▶ _Work instructions_:
A – Output the passage on corporate bond risks word for word, from "Still, he notes" up to and including "the last year.".
B – Finish out the next part of the article on corporate bond risks, continuing after its last sentence.

▶ _Document excerpt_:
-----

Firms most vulnerable if virus prolongs

The SC sees increased downside risks to the credit profiles of aviation, oil and gas, and trading and services companies, says executive director of market and corporate supervision Kamarudin Hashim.

“This segment under stress represents about 8% of the total corporate bond issuances. Issuers within this segment may experience some financial stress in the short term that could weaken their credit position, but not necessarily result in defaults as the majority of them are in the ‘AAA’ and ‘AA’ rating categories.

“Typically companies with these rating levels are also backed by guarantees by Danajamin Nasional Bhd and banks,” he says.

Kamarudin says bond issuers, in their terms of issuance, would also have a requirement to provide money in the reserve accounts six months before any payment of interest or principal is due. “So far, we have not received any feedback from the trustees to say that any of the issuers are struggling or not able to put the money into the reserve accounts.”

Still, he notes that as investors in the corporate bond market are predominantly institutional investors, in the event of default by the bond issuers, they would be able to pursue various options to preserve their investments through negotiations such as rescheduling or restructuring, or rigorously pursuing their contractual rights and priority of claims against the issuer.

Default rates in the corporate bond market have declined significantly in the last 20 years, from 9.4% after the Asian financial crisis to below 1% in the last year.

-----

▶ _Data records_:
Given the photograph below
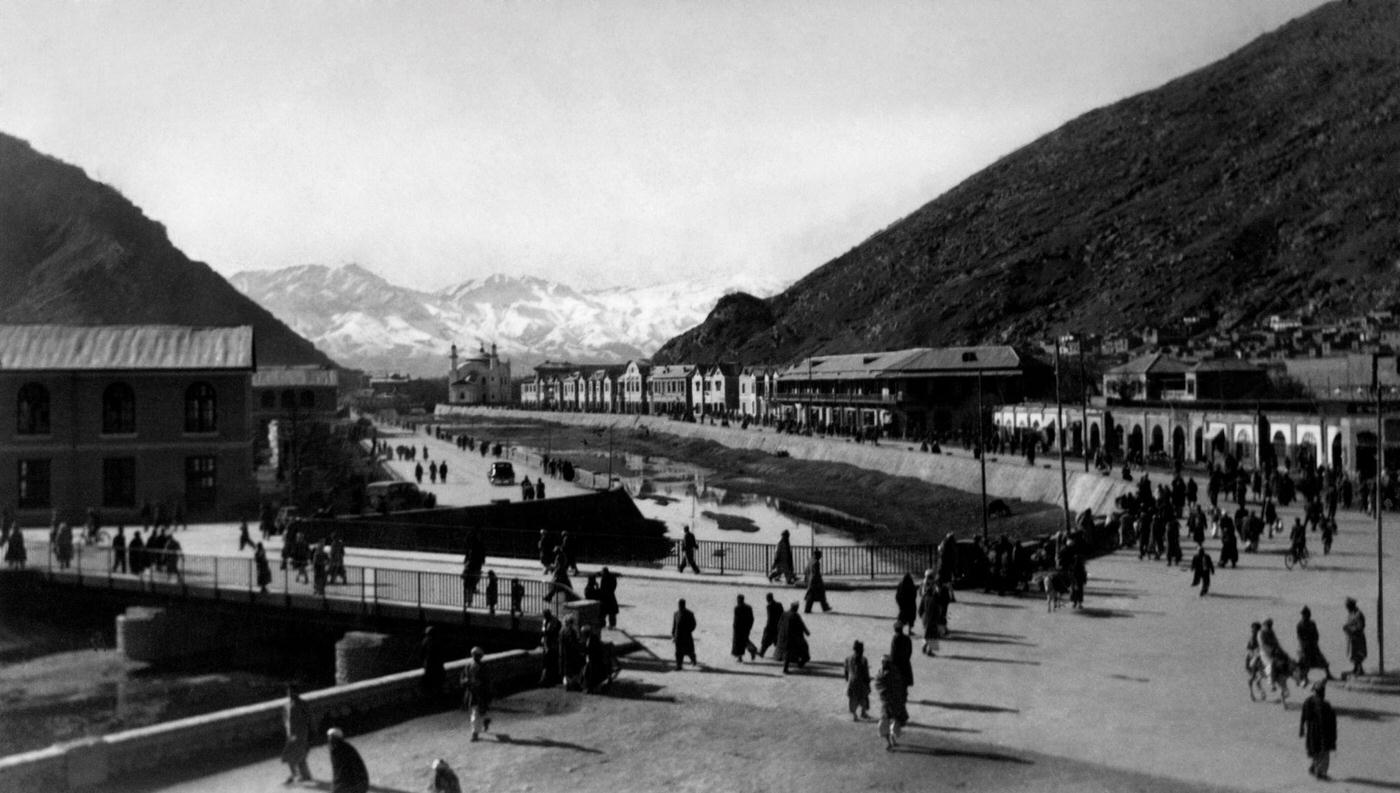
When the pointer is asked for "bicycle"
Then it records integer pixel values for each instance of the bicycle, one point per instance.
(1295, 556)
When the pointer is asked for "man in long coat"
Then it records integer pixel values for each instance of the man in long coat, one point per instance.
(773, 612)
(1309, 652)
(793, 633)
(902, 653)
(815, 584)
(297, 725)
(683, 633)
(1318, 727)
(781, 566)
(347, 771)
(742, 626)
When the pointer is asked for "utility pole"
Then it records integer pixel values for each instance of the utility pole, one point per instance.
(982, 456)
(609, 456)
(1059, 422)
(1381, 556)
(1084, 400)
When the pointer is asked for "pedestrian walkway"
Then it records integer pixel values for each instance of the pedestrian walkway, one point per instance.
(1145, 680)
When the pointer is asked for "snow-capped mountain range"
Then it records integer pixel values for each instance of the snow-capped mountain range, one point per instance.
(363, 321)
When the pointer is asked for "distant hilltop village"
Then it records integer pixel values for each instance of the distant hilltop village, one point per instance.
(1322, 360)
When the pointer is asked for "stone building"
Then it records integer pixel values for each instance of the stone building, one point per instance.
(479, 380)
(114, 416)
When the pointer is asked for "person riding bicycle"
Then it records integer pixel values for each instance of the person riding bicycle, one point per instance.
(1298, 540)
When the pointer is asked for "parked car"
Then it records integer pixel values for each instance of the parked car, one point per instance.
(389, 496)
(501, 474)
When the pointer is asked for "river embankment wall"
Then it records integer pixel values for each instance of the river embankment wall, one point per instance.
(1007, 478)
(93, 764)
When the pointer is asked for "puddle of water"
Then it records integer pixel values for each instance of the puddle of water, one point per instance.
(676, 495)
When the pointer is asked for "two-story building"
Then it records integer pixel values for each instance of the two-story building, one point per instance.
(636, 383)
(114, 416)
(286, 397)
(671, 390)
(718, 390)
(905, 392)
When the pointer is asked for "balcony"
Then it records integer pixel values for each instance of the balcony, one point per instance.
(822, 398)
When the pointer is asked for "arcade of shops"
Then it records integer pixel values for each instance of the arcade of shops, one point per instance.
(909, 394)
(1291, 440)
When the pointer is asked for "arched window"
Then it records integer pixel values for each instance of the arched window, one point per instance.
(118, 409)
(32, 411)
(200, 408)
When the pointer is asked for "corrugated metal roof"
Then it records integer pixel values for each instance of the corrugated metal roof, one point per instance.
(63, 348)
(1227, 364)
(671, 371)
(290, 377)
(1151, 363)
(959, 359)
(853, 366)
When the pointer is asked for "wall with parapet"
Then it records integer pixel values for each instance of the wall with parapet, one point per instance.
(94, 762)
(1011, 479)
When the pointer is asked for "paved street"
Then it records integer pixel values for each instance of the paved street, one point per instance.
(1145, 680)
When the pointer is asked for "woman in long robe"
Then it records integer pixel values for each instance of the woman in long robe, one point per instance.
(793, 633)
(772, 624)
(893, 702)
(928, 612)
(906, 600)
(1355, 631)
(781, 566)
(858, 683)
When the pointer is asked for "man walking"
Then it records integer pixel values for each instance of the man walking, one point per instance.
(1309, 652)
(297, 723)
(683, 633)
(1201, 569)
(773, 617)
(476, 692)
(815, 584)
(1318, 729)
(688, 552)
(742, 626)
(347, 772)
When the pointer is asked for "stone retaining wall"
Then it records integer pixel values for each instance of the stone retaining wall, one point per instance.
(94, 762)
(1011, 479)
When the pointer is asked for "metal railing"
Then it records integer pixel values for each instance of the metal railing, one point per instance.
(228, 577)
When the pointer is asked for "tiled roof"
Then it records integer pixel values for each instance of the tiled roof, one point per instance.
(671, 370)
(1151, 363)
(1227, 364)
(296, 376)
(95, 348)
(961, 359)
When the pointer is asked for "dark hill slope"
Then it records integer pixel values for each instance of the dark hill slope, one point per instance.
(73, 250)
(1253, 185)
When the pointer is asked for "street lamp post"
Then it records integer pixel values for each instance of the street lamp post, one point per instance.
(982, 456)
(1381, 556)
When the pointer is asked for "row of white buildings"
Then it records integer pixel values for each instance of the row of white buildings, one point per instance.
(639, 387)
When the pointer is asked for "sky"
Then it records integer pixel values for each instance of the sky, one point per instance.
(591, 143)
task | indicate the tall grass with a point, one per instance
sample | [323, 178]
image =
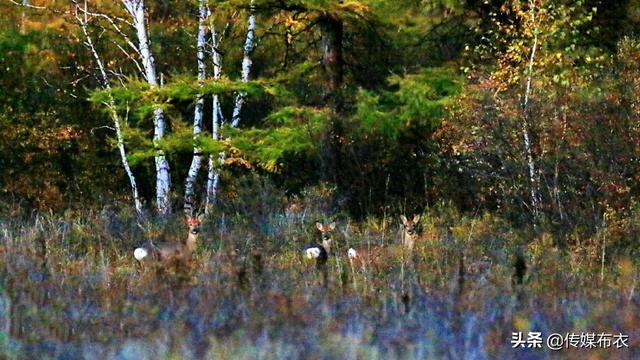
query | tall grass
[71, 288]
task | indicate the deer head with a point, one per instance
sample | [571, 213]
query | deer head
[409, 234]
[326, 232]
[193, 222]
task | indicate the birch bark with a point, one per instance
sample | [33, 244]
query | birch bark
[112, 110]
[535, 199]
[249, 44]
[163, 177]
[213, 178]
[203, 14]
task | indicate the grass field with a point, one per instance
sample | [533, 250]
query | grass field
[71, 289]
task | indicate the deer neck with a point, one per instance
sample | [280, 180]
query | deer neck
[326, 244]
[408, 240]
[190, 245]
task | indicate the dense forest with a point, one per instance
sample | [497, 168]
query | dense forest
[512, 127]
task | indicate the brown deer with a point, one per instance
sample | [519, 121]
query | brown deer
[409, 233]
[172, 252]
[321, 251]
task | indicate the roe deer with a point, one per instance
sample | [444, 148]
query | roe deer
[409, 233]
[176, 251]
[321, 251]
[374, 255]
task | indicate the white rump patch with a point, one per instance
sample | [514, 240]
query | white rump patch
[140, 253]
[312, 253]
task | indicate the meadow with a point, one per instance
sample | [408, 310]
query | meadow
[71, 289]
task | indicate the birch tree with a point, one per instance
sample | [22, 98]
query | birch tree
[104, 82]
[136, 10]
[213, 178]
[203, 14]
[249, 44]
[526, 137]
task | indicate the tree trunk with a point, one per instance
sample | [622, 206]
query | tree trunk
[163, 177]
[213, 178]
[535, 199]
[249, 44]
[198, 112]
[114, 115]
[331, 42]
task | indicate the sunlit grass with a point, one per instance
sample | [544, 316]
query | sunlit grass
[70, 287]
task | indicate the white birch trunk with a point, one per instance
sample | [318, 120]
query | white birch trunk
[163, 177]
[213, 178]
[535, 200]
[114, 115]
[196, 161]
[249, 43]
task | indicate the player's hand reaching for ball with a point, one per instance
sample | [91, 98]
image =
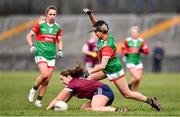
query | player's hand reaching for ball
[94, 54]
[60, 53]
[87, 11]
[33, 49]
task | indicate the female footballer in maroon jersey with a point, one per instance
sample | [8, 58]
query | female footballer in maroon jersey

-----

▶ _Responses per task_:
A –
Still, he notes that as investors in the corporate bond market are predominantly institutional investors, in the event of default by the bond issuers, they would be able to pursue various options to preserve their investments through negotiations such as rescheduling or restructuring, or rigorously pursuing their contractual rights and priority of claims against the issuer.

Default rates in the corporate bond market have declined significantly in the last 20 years, from 9.4% after the Asian financial crisis to below 1% in the last year.

B –
Meanwhile, given the prevailing uncertainty, the commission anticipates some initial public offerings may be delayed this year as companies need to relook at their capital requirements and business strategies, says Syed Zaid.

There were 30 new listings last year — the most since 2006. Of these, four were on the Main Market, 11 on the ACE Market and the remaining 15 were on the LEAP Market. The total amount of funds raised from these new listings last year was RM2.02 billion.

On whether more punitive measures for independent directors will be imposed in order to protect minority shareholders’ rights, the SC spokesman says the current punishments for directors, both independent and non-independent, as prescribed by the Capital Market and Services Act 2007 (CMSA), are adequate.

“Malaysia already has laws, regulations and guidelines in place, governing the conduct of directors, both independent and non-independent. These are provided in the CMSA, Companies Act 2016 and Bursa Listing Rules. We also have the Malaysian Code of Corporate Governance to steer boards in leading their companies according to good CG practices,” he says.

“For criminal enforcement actions, the sentences imposed against the accused persons are at the discretion of the courts.

“In the eyes of the law, the core duties and obligations of independent and non-independent directors, as directors, are one and the same. All directors are expected to exercise their duties and responsibilities in good faith and owe a fiduciary duty to the company and act in the best interests of the company, as opposed to their personal interests, should such a conflict arise.

“When investigating any questionable transactions, the SC takes into consideration all facts and evidence related to the potential or alleged issue, the prevailing circumstances and the public interest element. We apply proportional enforcement outcomes that are commensurate with any breach committed,” the spokesman adds.

According to the SC Annual Report 2019, the commission reviewed 26 cases relating to possible violations of securities regulations last year. The largest portion of these cases was related to market manipulation and securities fraud.

Meanwhile, the portion of insider trading investigations continued its yearly decrease, marking an overall significant reduction in insider trading investigations since 2014.

On another matter, the SC dismissed claims suggesting that the Audit Oversight Board’s (AOB) sanctions have been mostly against small and medium-sized audit firms.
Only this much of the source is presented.